AIM OF THE TASK:
Return each of the records below verbatim, without any alteration.

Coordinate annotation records
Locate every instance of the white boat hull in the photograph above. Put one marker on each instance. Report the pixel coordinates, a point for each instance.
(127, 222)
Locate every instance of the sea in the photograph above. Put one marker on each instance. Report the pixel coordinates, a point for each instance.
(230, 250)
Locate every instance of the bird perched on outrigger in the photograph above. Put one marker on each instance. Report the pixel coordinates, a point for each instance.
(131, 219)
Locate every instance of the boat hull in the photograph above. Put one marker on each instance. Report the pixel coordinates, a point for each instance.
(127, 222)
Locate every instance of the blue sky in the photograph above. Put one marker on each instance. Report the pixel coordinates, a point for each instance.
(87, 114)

RESULT:
Locate every instance of the white boat hull in the photograph above. Put one marker on each instance. Report the pixel coordinates, a point for each instance.
(127, 222)
Locate every instance of the sea in the photograph above. Put one marker on each instance. Report the pixel coordinates, a point for each instance.
(230, 250)
Locate every instance of the bird perched on outrigger in the photograph above. Put one marker on each instance. Report the pixel coordinates, a point for each instance.
(131, 219)
Locate every instance of the boat hull in the photograph above. Put one marker on each instance. Report the pixel coordinates, a point for each instance.
(127, 222)
Locate every instance of the blue sky in the photograph above. Put one marker on each instance. Report the pixel coordinates, a point for each instance.
(87, 114)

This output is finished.